Юрий Левада - Ищем человека: Социологические очерки. 2000–2005
К этому стоит добавить, что за последние годы именно молодежь (самые молодые, до 25 лет), также и по ее собственному признанию, оказалась в выигрыше, – сегодня это (относительно) наиболее состоятельный, наиболее свободный от каких-либо стеснений, обладающий наибольшим ресурсом возможностей для досуга, учебы, работы, общения и т. д. слой общества. Причем все эти возможности не были «завоеваны» в результате какой-то направленной борьбы, а получены как бы в подарок, благодаря стечению социальных обстоятельств. Отсюда и отсутствие у молодых стимулов для обращения к политическим или иным организованным действиям – ни ради общесоциальных целей, ни ради специфически «молодежных» прав (по образцу студенческих «революций» 1968 года в Западной Европе). Поэтому не молодежь как таковая (как особая группа), а условия ее «взросления» могут быть фактором обновления общества.
Остается обратиться к роли «новой» политической элиты, а точнее – сегодняшней конфигурации сил и средств вокруг элитарных функций. За интересующие нас полтора десятка лет эти функции исполняли три различные структуры. «Перестроечную» элитарную структуру определял вынужденный и неустойчивый союз либерального крыла партаппарата с демократически настроенной интеллигенцией, при чрезвычайно высокой поддерживающей активности массмедиа и молчаливом сопротивлении «старого» аппарата. «Постперестроечная» конфигурация – еще более неустойчивый, пронизанный интригами блок нового чиновничества с олигархами, растерянная и частичная поддержка со стороны демократов, преимущественно служебная, отчасти политтехнологическая роль медиа. И наконец, нынешний элитарный механизм: новая чиновничья верхушка из «силовых» кадров, олигархи отодвинуты в сторону, малочисленные демократы загнаны в угол, наиболее массовые медиа (телевидение) подчинены технологическим запросам.
Но важнее изменение функции элитарных структур. Если в первый из перечисленных периодов публичная функция элиты состояла в возбуждении общественного мнения, во втором периоде – в сохранении инерционной поддержки с его стороны, то в современных условиях это прежде всего стабилизация массовых настроений поддержки власти (но, как уже приходилось отмечать, осуществляемая через периодическую дестабилизацию обстановки).

⁂

> **Задание 1**:
Согласуются ли с очерком о молодежи и элите утверждения (a), (b) и (c)? Ответьте «да» или «нет» и подкрепите каждый ответ точной цитатой из очерка.
(a) Свои возможности молодежь получила в результате направленной борьбы.
(b) В нынешнем элитарном механизме олигархи отодвинуты в сторону.
(c) В первый период публичная функция элиты состояла в сохранении инерционной поддержки со стороны общественного мнения.
> **Задание 2**:
Для чего, согласно очерку о молодежи и элите, молодежь обладает наибольшим ресурсом возможностей? Перечислите все названные сферы.
> **Задание 3**:
Продолжите очерк о молодежи и политической элите одним-двумя абзацами, начав сразу после его последнего предложения.
Следующие за этим строки никак не связаны с очерком о молодежи и элите.

> **Исходные данные**:
⁂

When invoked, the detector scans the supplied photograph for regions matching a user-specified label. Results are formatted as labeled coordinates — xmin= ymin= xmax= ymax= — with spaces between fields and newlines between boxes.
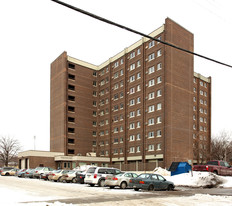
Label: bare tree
xmin=0 ymin=137 xmax=21 ymax=167
xmin=211 ymin=131 xmax=232 ymax=162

⁂

> **Результат задания 1**:
(a) Нет: «все эти возможности не были «завоеваны» в результате какой-то направленной борьбы, а получены как бы в подарок».
(b) Да: «олигархи отодвинуты в сторону».
(c) Нет: «Если в первый из перечисленных периодов публичная функция элиты состояла в возбуждении общественного мнения».

> **Результат задания 2**:
Досуг, учеба, работа, общение.

> **Результат задания 3**:
Конечно, все названные элитарные структуры отличны от партийно-советского образца «ведущей» и «всеведающей» силы. Это можно было бы считать весьма позитивным показателем, если бы центры инициативы и активности в обществе действительно переместились на уровень индивидуальных и институциональных субъектов. Но ни действительно новой, ни устойчивой – на определенную перспективу – конфигурации не возникло. Кого бы ни винить в этом – нерешительность М. Горбачева, неподготовленность демократов, непредсказуемость Б. Ельцина, непреодолимое влияние силовых структур на носителей власти, особенно в правление В. Путина, – трудно представить себе иные, альтернативные варианты развития элитарных структур. Объяснить этот «фатализм наоборот» (примененный к прошлым этапам) как будто довольно просто: ничья сознательная воля и никакое организованное целенаправленное действие не играли существенной роли на всех поворотах второй половины 80-х – 90-х годов. Поэтому все перемены, в принципе, осуществлялись по самым вероятным (т. е. запутанным и нерациональным, «стихийно» складывающимся) траекториям, – именно они задним числом и представляются чуть ли не единственно возможными.
«Понижающая» идентификация?
Неожиданный, даже шокирующий, для исследователей сдвиг в общественном мнении – характер перехода от «советской» к «российской» идентификации человека. Очевидно, что это далеко не просто перемена формальных (паспортных) признаков государственной принадлежности. «Советская» идентификация имела значимую социально-политическую и идеологическую нагрузку (сопричастность к социально-политическому строю, ценностям, противостоящим остальному миру).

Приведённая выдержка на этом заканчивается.